» **Task statement**
Rewrite the records from the line with "Q: Point out each instance of the window" through the last line, changing "bare tree" to "leafless tree" and leaving everything else as it is.

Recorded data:
—————

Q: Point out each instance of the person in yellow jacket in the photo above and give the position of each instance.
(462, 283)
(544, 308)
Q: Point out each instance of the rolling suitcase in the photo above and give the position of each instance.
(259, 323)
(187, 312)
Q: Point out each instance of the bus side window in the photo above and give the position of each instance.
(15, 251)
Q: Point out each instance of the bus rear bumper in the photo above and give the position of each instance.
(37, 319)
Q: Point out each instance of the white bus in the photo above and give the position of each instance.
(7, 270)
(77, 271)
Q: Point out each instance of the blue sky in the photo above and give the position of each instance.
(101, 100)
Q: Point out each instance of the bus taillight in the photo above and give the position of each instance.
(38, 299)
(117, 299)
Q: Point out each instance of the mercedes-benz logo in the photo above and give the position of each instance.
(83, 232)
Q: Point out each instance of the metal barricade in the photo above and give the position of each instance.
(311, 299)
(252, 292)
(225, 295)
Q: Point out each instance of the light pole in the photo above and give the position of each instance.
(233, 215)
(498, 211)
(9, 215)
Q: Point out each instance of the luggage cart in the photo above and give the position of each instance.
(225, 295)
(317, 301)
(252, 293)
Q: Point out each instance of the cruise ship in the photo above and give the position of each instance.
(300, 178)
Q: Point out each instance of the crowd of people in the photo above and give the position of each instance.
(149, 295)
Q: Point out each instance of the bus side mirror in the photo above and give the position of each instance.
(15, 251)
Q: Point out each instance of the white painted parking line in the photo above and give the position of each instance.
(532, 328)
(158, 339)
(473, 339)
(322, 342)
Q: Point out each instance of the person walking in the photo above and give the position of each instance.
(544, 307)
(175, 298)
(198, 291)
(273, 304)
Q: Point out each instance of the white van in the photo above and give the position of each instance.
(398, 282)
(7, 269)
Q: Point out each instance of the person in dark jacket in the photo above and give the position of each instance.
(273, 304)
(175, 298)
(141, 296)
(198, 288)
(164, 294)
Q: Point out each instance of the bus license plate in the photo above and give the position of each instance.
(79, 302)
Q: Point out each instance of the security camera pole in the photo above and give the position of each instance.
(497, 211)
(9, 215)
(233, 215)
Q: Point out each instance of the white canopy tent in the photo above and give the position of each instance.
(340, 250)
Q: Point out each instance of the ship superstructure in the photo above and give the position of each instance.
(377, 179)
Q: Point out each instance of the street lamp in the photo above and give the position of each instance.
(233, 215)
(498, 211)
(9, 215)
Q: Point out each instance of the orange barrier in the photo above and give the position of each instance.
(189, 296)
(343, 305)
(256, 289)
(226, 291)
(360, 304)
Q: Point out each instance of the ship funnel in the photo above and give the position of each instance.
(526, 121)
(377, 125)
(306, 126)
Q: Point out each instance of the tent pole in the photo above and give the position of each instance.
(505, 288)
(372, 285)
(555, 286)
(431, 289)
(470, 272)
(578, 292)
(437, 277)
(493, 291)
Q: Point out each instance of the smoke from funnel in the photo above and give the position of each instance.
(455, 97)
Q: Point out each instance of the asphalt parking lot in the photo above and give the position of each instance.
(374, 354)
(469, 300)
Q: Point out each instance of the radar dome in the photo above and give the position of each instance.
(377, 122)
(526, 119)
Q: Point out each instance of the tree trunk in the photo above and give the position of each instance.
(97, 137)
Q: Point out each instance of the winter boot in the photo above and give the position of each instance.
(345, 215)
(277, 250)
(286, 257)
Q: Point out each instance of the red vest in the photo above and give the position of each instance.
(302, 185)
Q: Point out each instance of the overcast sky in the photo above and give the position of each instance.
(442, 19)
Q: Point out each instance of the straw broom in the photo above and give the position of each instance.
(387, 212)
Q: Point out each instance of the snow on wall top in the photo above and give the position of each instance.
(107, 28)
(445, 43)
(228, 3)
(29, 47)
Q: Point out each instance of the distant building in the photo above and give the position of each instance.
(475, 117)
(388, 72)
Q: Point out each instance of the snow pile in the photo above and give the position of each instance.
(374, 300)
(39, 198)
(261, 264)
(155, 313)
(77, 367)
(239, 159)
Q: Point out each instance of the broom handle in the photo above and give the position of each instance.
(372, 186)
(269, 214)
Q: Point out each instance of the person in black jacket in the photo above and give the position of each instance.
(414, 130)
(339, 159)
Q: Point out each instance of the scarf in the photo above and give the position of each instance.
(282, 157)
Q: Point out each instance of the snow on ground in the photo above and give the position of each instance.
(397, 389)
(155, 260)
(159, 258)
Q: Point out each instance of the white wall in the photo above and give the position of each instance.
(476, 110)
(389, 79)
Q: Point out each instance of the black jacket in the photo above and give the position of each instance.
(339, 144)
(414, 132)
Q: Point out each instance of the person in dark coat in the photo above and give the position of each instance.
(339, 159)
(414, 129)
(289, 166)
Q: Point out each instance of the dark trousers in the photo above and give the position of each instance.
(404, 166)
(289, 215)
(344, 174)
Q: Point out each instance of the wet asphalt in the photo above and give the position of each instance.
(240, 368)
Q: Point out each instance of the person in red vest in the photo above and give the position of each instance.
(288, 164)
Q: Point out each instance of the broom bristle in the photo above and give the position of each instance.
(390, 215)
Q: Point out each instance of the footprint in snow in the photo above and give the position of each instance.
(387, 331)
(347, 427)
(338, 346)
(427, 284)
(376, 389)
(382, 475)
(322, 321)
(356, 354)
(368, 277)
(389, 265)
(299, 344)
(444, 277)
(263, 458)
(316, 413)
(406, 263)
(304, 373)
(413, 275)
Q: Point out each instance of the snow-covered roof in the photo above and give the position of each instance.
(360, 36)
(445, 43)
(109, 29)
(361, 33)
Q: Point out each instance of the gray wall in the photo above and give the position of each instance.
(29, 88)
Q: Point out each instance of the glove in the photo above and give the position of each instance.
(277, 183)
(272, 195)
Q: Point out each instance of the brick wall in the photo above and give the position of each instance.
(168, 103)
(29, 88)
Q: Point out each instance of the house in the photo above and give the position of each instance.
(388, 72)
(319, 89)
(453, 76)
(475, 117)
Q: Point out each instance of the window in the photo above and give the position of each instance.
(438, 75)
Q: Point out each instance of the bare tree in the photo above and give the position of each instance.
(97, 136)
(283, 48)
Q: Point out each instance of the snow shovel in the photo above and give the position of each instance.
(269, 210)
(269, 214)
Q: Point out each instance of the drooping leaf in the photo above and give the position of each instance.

—————

» **Complete answer**
Q: Point out each instance of the window in the photo above and give the position of each instance.
(438, 75)
Q: Point out each instance of the leafless tree in the photo above and give the position of each instance.
(97, 136)
(283, 48)
Q: Point out each instance of the snow shovel in the photo above and give the position of each instance.
(269, 210)
(269, 214)
Q: Point out each instance of the drooping leaf in the photo above and give the position of each instance.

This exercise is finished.